[EXTRACTED TEXT]

↓↓↓

Beyond the God Particle, Leon Lederman and Christopher Hill, Prometheus Books, 2013. $24.95 (325 pp.). ISBN 978-1-61614-801-0
Cracking the Particle Code of the Universe: The Hunt for the Higgs Boson, John W. Moffat, Oxford U. Press, 2014. $29.95 (232 pp.). ISBN 978-0-19-991552-1
The announcement of the discovery of the Higgs boson at the Large Hadron Collider (LHC) on 4 July 2012 was viewed in real time by physicists all over the world, was reported on the front pages of all major newspapers, and persuaded the Royal Swedish Academy of Sciences to award last year’s Nobel Prize in Physics to Peter Higgs and François Englert. Our nonscientist neighbors recognized and cheered for the Higgs boson—or, as some of them refer to it, “the God particle.” However, they cannot easily explain what the Higgs boson is or why its discovery is important.
A number of books have appeared recently that, however well written, do not answer those questions clearly. Physics Today has already reviewed three such books: Ian Sample’s Massive: The Missing Particle That Sparked the Greatest Hunt in Science (Basic Books, 2010), which I reviewed in May 2011 (page 47); Sean Carroll’s The Particle at the End of the Universe: How the Hunt for the Higgs Boson Leads Us to the Edge of a New World (Dutton, 2012); and Jim Baggott’s Higgs: The Invention and Discovery of the “God Particle” (Oxford University Press, 2012). The latter two were reviewed together in July 2013 (page 50). Now Leon Lederman and Christopher Hill, with Beyond the God Particle, and John Moffat, with Cracking the Particle Code of the Universe: The Hunt for the Higgs Boson, make their attempts at a popular explanation of the Higgs boson.
Lederman, writing with Dick Teresi, started the promotion of the Higgs boson in the first place with his 1993 book The God Particle: If the Universe Is the Answer, What Is the Question? (Houghton Mifflin). That book was a joy to read. Lederman is a Nobel Prize recipient who served as a visionary director of Fermilab and later as a science educator of great influence in the Chicago area. He is also a comic, not above hyphenating his name (“Lede-rman”) to tweak the ears of theorists. In his new book, one sees a more sober side of his personality. Lederman and Hill, a Fermilab theorist, have definite points to communicate. They do it with care and attention to the level of their intended audience—as instructors rather than entertainers.

↑↑↑

[THE TASKS]
[a] Give the part of the book review that opens with the words containing "Lederman, writing with" and closes with "rather than entertainers." again, replacing "sober" with "serious".
[b] Write the next part of the book review on the Higgs boson, picking up from where it stops.
The material after the book review is not needed for this work.

[SOURCE DATA]
↓↓↓

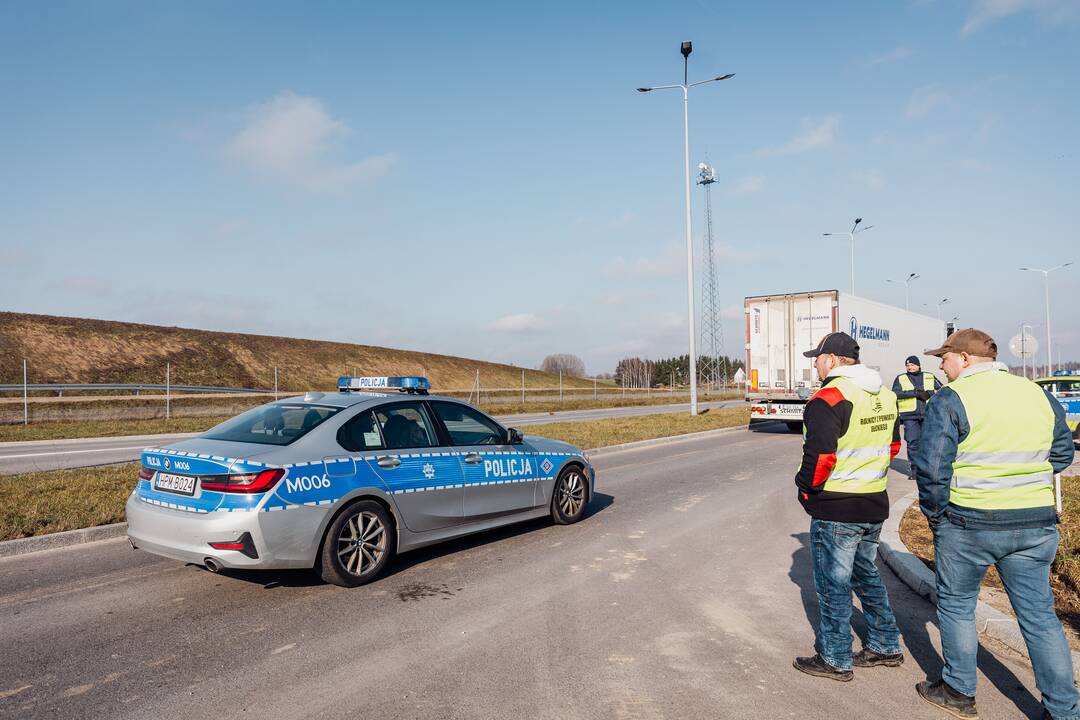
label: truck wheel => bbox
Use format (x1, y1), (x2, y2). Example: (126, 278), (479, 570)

↑↑↑

[ANSWER LIST]
[a]
Lederman, writing with Dick Teresi, started the promotion of the Higgs boson in the first place with his 1993 book The God Particle: If the Universe Is the Answer, What Is the Question? (Houghton Mifflin). That book was a joy to read. Lederman is a Nobel Prize recipient who served as a visionary director of Fermilab and later as a science educator of great influence in the Chicago area. He is also a comic, not above hyphenating his name (“Lede-rman”) to tweak the ears of theorists. In his new book, one sees a more serious side of his personality. Lederman and Hill, a Fermilab theorist, have definite points to communicate. They do it with care and attention to the level of their intended audience—as instructors rather than entertainers.

[b]
The key fact about the Higgs boson is that it is the origin of the masses of all known massive elementary particles, including the quarks, leptons, and W and Z bosons. That raises the following question: Why is a new particle needed to give other particles mass? An audience of physicists can understand the answer: Detailed experiments on the weak interactions establish that the Hamiltonian governing elementary particles has exact symmetries that forbid quark, lepton, and boson mass terms. Thus those symmetries must be spontaneously broken. That, in turn, requires a new field to provide the order parameter for the symmetry breaking. Those familiar with contemporary physics will recognize each step in the above argument. But for nonscientists, every step brings in new, technical, and difficult concepts. It is an unsolved problem to present this argument in popular language.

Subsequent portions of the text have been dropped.